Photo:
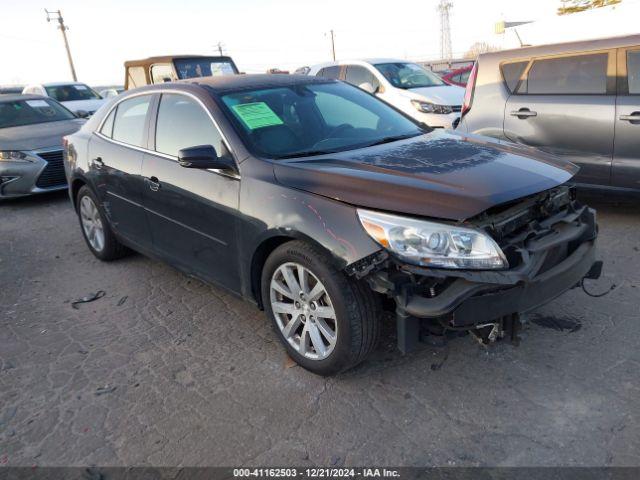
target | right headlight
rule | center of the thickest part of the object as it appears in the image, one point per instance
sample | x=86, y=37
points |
x=433, y=244
x=428, y=107
x=13, y=156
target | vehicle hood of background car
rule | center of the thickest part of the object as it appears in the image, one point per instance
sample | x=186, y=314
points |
x=86, y=105
x=39, y=135
x=440, y=175
x=442, y=95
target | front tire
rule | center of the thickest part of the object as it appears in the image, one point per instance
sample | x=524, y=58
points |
x=95, y=228
x=327, y=321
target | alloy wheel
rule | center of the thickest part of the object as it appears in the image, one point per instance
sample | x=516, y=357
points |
x=303, y=311
x=92, y=223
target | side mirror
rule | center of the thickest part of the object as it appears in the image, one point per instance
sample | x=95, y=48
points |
x=367, y=87
x=204, y=157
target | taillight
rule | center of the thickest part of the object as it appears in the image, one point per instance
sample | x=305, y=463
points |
x=468, y=93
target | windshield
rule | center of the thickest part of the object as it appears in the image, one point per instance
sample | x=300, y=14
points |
x=408, y=75
x=16, y=113
x=68, y=93
x=203, y=67
x=313, y=119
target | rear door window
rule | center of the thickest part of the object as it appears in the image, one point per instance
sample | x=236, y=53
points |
x=129, y=122
x=330, y=72
x=633, y=72
x=357, y=75
x=136, y=77
x=574, y=75
x=511, y=73
x=183, y=123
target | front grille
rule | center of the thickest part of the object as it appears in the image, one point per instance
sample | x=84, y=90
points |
x=53, y=174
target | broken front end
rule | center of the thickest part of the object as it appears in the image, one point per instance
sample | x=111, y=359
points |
x=544, y=246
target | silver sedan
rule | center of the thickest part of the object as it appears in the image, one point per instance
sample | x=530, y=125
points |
x=31, y=154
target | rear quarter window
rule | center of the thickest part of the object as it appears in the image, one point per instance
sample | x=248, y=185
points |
x=511, y=73
x=633, y=72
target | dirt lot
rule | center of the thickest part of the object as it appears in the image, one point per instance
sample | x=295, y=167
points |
x=164, y=370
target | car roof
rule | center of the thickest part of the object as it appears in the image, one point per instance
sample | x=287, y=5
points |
x=19, y=96
x=359, y=61
x=252, y=81
x=565, y=47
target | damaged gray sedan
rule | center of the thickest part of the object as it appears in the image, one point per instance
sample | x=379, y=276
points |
x=324, y=206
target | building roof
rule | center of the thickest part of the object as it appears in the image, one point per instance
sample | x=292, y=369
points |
x=11, y=97
x=169, y=58
x=253, y=81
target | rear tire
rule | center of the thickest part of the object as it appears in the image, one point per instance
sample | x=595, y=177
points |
x=95, y=228
x=355, y=308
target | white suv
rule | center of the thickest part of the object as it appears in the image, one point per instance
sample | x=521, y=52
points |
x=76, y=96
x=405, y=85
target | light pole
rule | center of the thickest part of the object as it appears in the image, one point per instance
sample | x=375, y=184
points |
x=63, y=29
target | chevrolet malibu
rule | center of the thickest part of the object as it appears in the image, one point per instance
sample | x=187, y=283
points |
x=324, y=205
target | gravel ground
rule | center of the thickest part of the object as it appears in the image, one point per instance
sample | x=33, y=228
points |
x=165, y=370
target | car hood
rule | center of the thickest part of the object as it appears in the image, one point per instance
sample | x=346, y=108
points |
x=440, y=175
x=86, y=105
x=40, y=135
x=442, y=95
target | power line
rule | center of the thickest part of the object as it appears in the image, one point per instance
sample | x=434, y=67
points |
x=333, y=44
x=63, y=29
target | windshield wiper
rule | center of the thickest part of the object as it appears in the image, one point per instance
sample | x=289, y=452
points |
x=391, y=139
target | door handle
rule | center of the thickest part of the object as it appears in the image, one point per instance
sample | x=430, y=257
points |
x=633, y=118
x=154, y=183
x=523, y=113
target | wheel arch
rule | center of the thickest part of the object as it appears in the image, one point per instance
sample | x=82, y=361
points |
x=267, y=246
x=76, y=184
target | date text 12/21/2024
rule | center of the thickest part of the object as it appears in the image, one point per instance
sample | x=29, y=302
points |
x=316, y=472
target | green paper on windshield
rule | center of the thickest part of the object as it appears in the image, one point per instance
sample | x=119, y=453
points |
x=257, y=115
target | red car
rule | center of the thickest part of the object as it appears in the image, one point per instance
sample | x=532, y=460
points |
x=458, y=77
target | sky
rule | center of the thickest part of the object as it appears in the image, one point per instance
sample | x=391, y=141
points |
x=259, y=35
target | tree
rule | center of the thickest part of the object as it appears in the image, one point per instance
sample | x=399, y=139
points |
x=576, y=6
x=478, y=48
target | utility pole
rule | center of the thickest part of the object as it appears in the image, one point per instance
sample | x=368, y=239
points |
x=333, y=45
x=63, y=28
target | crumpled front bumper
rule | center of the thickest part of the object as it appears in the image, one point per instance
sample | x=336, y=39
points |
x=551, y=257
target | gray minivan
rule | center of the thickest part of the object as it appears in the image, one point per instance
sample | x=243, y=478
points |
x=579, y=100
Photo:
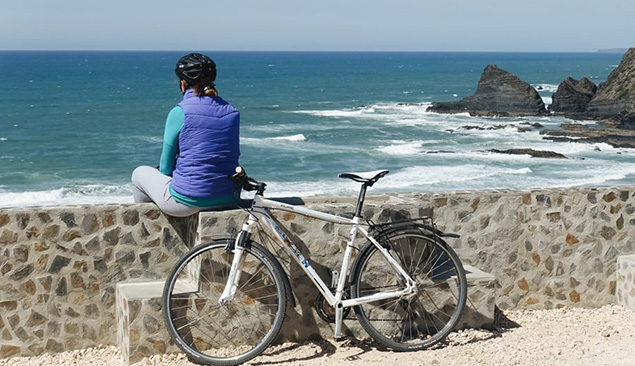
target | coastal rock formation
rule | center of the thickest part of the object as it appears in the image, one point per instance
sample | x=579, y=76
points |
x=531, y=152
x=499, y=93
x=573, y=96
x=617, y=94
x=610, y=134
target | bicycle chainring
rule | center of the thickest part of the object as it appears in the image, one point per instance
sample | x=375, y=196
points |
x=326, y=311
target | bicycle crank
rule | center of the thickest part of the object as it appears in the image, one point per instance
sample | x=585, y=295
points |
x=326, y=311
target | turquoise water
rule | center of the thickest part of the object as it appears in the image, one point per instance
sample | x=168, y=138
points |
x=73, y=125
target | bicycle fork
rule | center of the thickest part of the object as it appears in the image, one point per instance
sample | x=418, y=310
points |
x=237, y=263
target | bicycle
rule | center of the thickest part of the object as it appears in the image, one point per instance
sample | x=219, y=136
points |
x=225, y=300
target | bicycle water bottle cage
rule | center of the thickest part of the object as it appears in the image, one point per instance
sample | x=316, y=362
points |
x=367, y=178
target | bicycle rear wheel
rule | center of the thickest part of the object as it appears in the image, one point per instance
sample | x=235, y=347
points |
x=421, y=320
x=232, y=333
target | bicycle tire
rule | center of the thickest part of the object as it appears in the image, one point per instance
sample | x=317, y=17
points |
x=230, y=334
x=417, y=322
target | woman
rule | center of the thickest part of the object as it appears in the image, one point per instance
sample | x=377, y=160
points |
x=200, y=147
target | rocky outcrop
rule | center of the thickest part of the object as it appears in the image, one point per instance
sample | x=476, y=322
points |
x=499, y=93
x=617, y=94
x=573, y=96
x=531, y=152
x=611, y=133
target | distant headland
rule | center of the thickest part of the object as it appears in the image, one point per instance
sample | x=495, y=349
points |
x=612, y=103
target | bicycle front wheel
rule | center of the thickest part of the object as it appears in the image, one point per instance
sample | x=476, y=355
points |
x=231, y=333
x=416, y=321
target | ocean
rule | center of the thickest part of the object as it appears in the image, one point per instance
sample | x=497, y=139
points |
x=74, y=125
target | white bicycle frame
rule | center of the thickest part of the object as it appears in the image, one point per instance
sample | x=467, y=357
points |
x=259, y=213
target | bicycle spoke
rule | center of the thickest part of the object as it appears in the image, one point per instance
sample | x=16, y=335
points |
x=247, y=323
x=414, y=321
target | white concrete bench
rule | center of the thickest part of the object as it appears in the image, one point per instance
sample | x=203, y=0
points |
x=142, y=333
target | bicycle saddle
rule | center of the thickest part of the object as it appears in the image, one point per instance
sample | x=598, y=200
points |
x=367, y=178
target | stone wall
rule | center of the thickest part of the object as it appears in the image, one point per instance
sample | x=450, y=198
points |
x=59, y=266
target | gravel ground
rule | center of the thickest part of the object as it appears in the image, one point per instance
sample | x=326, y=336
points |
x=568, y=336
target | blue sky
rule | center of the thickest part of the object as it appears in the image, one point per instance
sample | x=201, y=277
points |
x=327, y=25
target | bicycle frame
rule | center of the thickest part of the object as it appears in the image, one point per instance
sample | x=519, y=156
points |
x=259, y=213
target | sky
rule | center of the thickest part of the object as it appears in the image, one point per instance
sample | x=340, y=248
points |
x=326, y=25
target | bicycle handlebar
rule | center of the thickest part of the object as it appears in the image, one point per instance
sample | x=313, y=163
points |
x=245, y=182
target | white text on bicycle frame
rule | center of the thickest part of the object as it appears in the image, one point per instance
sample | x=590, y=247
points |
x=293, y=248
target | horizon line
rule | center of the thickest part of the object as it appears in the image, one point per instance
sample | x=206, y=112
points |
x=602, y=50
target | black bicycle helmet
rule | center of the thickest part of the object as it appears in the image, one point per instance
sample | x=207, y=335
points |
x=194, y=66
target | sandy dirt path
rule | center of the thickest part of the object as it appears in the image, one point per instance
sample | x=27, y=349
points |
x=598, y=337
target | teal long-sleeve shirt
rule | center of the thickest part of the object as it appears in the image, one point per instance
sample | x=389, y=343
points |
x=173, y=126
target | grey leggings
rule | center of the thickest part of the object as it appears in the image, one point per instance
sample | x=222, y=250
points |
x=149, y=185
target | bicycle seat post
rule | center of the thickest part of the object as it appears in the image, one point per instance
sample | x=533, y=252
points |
x=360, y=200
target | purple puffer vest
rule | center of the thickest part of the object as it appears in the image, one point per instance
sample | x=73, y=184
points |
x=208, y=148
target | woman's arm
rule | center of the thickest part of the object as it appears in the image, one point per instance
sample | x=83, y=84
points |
x=173, y=125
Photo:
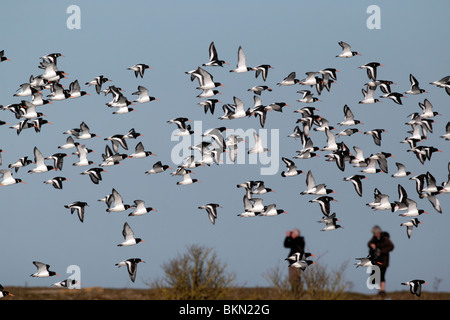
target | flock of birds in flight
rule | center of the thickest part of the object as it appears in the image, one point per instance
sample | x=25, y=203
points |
x=420, y=122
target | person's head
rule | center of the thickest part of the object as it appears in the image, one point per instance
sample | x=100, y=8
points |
x=295, y=233
x=376, y=231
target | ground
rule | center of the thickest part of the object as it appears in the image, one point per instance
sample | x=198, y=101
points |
x=99, y=293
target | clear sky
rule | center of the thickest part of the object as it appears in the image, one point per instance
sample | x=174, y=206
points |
x=173, y=37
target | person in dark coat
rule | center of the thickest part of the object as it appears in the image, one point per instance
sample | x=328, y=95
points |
x=296, y=243
x=380, y=245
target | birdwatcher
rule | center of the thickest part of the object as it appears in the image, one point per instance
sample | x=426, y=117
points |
x=296, y=243
x=380, y=245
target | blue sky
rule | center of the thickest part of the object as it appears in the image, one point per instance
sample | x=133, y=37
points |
x=173, y=37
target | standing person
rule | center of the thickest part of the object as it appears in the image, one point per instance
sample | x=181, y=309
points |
x=379, y=247
x=296, y=243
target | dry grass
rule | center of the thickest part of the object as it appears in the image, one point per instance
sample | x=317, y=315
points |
x=259, y=293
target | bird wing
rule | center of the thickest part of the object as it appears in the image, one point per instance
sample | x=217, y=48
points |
x=127, y=232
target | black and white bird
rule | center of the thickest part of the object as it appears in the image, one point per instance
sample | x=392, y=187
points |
x=128, y=235
x=98, y=82
x=43, y=270
x=381, y=201
x=415, y=88
x=401, y=171
x=140, y=208
x=214, y=57
x=68, y=283
x=258, y=146
x=302, y=264
x=298, y=256
x=140, y=152
x=2, y=56
x=187, y=179
x=143, y=95
x=290, y=80
x=325, y=204
x=158, y=167
x=349, y=118
x=291, y=168
x=39, y=161
x=313, y=188
x=117, y=204
x=131, y=265
x=75, y=90
x=139, y=69
x=209, y=105
x=206, y=80
x=394, y=96
x=20, y=163
x=79, y=207
x=242, y=62
x=415, y=286
x=4, y=293
x=376, y=135
x=211, y=209
x=371, y=69
x=368, y=261
x=95, y=174
x=346, y=51
x=7, y=178
x=410, y=224
x=368, y=94
x=357, y=182
x=58, y=159
x=331, y=224
x=271, y=211
x=263, y=70
x=56, y=182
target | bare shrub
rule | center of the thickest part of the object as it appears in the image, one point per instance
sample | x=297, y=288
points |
x=197, y=274
x=317, y=282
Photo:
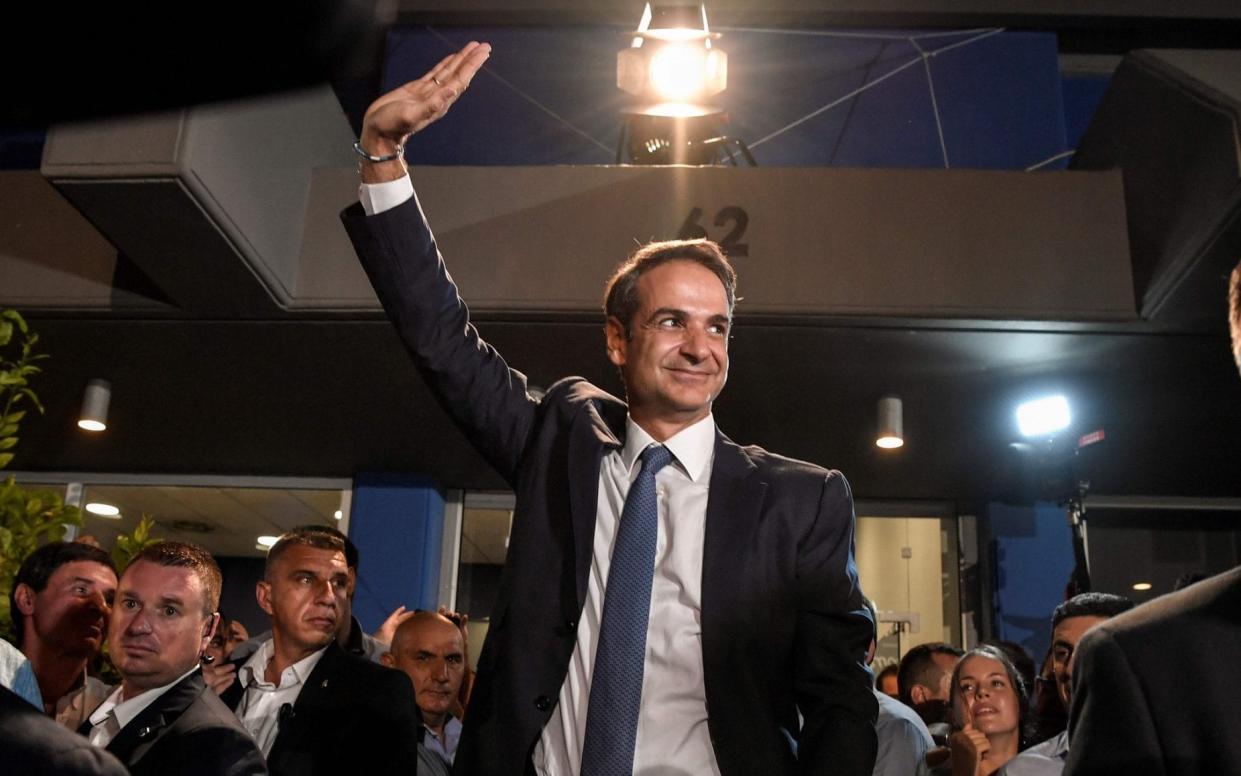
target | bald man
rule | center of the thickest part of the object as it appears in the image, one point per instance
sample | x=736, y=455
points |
x=430, y=649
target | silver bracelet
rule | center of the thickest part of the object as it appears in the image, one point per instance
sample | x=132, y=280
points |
x=361, y=152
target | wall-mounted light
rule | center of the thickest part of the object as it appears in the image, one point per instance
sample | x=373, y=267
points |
x=891, y=424
x=1043, y=416
x=266, y=543
x=103, y=510
x=94, y=405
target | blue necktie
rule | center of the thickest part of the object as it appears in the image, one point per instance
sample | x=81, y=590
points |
x=619, y=659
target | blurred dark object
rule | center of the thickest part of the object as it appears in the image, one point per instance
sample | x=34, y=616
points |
x=97, y=61
x=1188, y=579
x=1048, y=713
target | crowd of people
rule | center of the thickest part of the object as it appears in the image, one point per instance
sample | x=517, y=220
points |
x=672, y=602
x=314, y=694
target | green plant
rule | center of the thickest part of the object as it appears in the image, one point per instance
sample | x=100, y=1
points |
x=15, y=373
x=27, y=518
x=129, y=545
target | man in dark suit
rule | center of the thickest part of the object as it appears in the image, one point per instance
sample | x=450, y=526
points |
x=1155, y=689
x=735, y=564
x=163, y=718
x=312, y=707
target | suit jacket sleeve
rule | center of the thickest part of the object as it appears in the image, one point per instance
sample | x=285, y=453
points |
x=1110, y=724
x=487, y=400
x=833, y=683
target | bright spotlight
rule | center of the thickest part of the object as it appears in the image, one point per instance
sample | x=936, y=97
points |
x=1045, y=416
x=678, y=72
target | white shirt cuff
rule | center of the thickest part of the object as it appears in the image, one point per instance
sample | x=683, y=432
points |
x=377, y=198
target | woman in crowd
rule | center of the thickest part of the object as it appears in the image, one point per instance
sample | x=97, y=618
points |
x=989, y=708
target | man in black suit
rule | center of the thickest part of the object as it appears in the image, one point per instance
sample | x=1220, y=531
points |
x=163, y=718
x=312, y=707
x=739, y=570
x=1155, y=689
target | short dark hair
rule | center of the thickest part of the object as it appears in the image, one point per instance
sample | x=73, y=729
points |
x=1235, y=313
x=305, y=536
x=918, y=667
x=1015, y=679
x=891, y=671
x=41, y=565
x=621, y=296
x=351, y=558
x=1091, y=605
x=185, y=555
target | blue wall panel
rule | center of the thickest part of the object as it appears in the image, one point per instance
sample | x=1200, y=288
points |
x=1033, y=559
x=397, y=523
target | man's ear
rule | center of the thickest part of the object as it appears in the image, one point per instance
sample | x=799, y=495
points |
x=25, y=597
x=617, y=342
x=210, y=630
x=263, y=595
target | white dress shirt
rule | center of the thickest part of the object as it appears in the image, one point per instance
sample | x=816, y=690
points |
x=125, y=710
x=673, y=734
x=261, y=703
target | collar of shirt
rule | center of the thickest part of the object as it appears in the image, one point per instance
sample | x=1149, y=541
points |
x=127, y=710
x=691, y=447
x=253, y=673
x=447, y=746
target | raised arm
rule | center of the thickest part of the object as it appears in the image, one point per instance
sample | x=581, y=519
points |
x=406, y=109
x=470, y=380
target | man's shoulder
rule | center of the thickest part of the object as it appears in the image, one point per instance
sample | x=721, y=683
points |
x=782, y=467
x=575, y=392
x=35, y=744
x=207, y=712
x=1175, y=611
x=894, y=714
x=350, y=672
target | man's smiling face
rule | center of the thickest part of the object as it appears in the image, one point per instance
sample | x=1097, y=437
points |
x=674, y=359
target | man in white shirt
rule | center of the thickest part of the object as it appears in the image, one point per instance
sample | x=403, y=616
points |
x=60, y=605
x=312, y=707
x=428, y=647
x=672, y=601
x=163, y=718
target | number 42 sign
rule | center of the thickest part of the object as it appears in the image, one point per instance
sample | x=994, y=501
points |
x=693, y=229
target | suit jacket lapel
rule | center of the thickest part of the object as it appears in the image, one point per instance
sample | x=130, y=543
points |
x=734, y=505
x=588, y=442
x=317, y=687
x=153, y=721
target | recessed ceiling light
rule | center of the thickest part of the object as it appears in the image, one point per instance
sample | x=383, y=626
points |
x=1043, y=416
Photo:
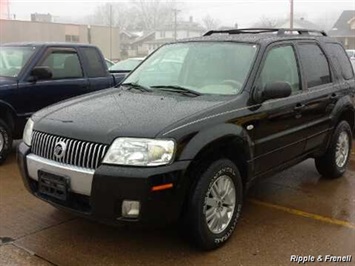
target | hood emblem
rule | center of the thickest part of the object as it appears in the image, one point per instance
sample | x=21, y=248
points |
x=59, y=149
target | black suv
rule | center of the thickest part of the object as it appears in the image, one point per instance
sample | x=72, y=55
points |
x=192, y=127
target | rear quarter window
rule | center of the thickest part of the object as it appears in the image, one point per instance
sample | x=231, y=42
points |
x=315, y=65
x=340, y=60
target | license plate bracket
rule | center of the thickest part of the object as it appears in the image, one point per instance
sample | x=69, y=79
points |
x=52, y=185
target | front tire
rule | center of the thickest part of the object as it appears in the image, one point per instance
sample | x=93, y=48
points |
x=215, y=205
x=334, y=162
x=5, y=141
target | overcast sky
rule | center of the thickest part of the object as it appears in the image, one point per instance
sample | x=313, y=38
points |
x=243, y=12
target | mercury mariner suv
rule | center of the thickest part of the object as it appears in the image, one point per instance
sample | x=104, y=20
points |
x=189, y=130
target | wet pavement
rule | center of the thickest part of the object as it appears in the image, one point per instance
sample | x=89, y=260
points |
x=293, y=213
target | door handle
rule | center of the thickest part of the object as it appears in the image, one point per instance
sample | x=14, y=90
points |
x=333, y=96
x=299, y=107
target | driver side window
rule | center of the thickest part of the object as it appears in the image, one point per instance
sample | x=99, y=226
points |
x=280, y=66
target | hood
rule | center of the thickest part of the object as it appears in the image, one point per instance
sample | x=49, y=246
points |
x=102, y=117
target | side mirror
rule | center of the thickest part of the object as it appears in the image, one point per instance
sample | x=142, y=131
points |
x=41, y=72
x=275, y=90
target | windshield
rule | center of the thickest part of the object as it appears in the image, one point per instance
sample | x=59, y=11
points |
x=126, y=65
x=13, y=59
x=204, y=67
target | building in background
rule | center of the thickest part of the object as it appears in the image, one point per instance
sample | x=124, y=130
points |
x=344, y=29
x=4, y=9
x=41, y=17
x=150, y=41
x=106, y=38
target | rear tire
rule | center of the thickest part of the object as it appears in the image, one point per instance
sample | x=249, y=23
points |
x=215, y=205
x=334, y=162
x=5, y=141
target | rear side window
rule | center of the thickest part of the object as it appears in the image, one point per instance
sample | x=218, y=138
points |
x=95, y=67
x=63, y=64
x=340, y=60
x=280, y=65
x=315, y=65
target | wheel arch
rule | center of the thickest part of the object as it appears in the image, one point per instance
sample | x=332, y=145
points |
x=8, y=114
x=228, y=140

──────

- **Directive**
Update the rows from the line holding "target | bicycle saddle" through the line holding "x=598, y=337", inclusive, so that "stone wall" becomes "brick wall" and everything else stays the same. Give back only those lines.

- **Answer for the task**
target | bicycle saddle
rule | center of the thickest part of the object as it appears in the image, one point per instance
sample | x=598, y=200
points |
x=367, y=178
target | brick wall
rule | center of the thickest part of the object as it appears in the image, one point per instance
sample | x=450, y=198
points |
x=59, y=266
target | gravel ground
rule | center of the thickest part of the object as it appears in the image, one point per instance
sample | x=326, y=336
points |
x=568, y=336
target | blue sky
rule | center of the thickest part of the object as it appears in the image, one point per instance
sample | x=201, y=277
points |
x=327, y=25
target | bicycle frame
rule | center of the thickest part of the object as it appears in the image, one point per instance
sample | x=519, y=156
points |
x=259, y=213
target | sky
rule | center of the thickest part of the object as it appears in the image, one point per instance
sample | x=340, y=248
points |
x=326, y=25
target | bicycle handlebar
rule | center of the thickest part of the object as it appears in the image, one point per instance
sample | x=313, y=163
points |
x=245, y=182
target | white text on bicycle frame
rule | center of the thickest part of the object as it appears in the image, one point per instance
sample | x=590, y=247
points |
x=293, y=248
target | horizon line
rule | center of the thickest part of the object as it appears in the image, one point per instance
sample | x=206, y=112
points |
x=602, y=50
target | black bicycle helmet
rule | center of the thickest part of the object as it appears in the image, one point per instance
sample | x=207, y=335
points |
x=194, y=66
target | sandy dirt path
rule | center of the thickest part of the object as it appears in the image, one point per instance
sample | x=27, y=349
points |
x=598, y=337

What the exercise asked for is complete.